Supplied data.
# # # # # # #

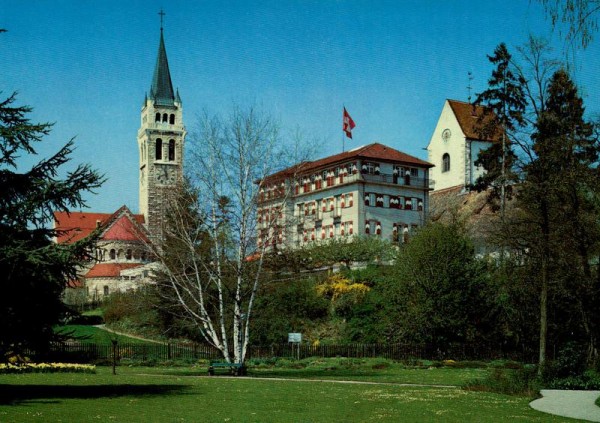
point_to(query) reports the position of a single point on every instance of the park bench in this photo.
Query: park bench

# # # # # # #

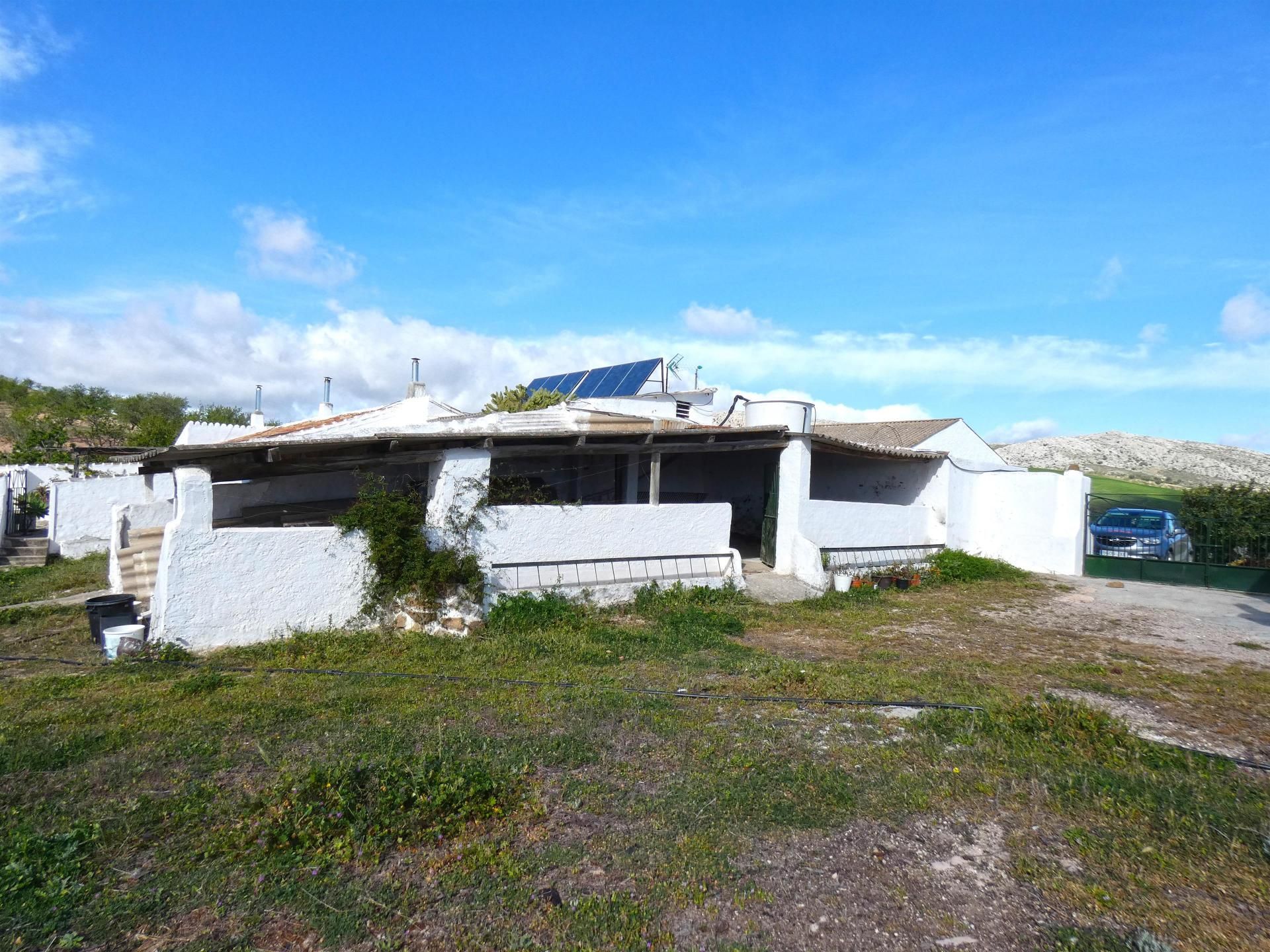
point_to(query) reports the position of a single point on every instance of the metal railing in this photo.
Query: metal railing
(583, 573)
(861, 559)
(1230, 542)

# # # # # # #

Look back at the data above. Transcribe exactly the lines starting at the line that contains "bench in this photo." and ending at the line that contains "Query: park bench".

Expected answer.
point_to(query) reports the position of a single point on every instance of the park bench in this photo.
Query: park bench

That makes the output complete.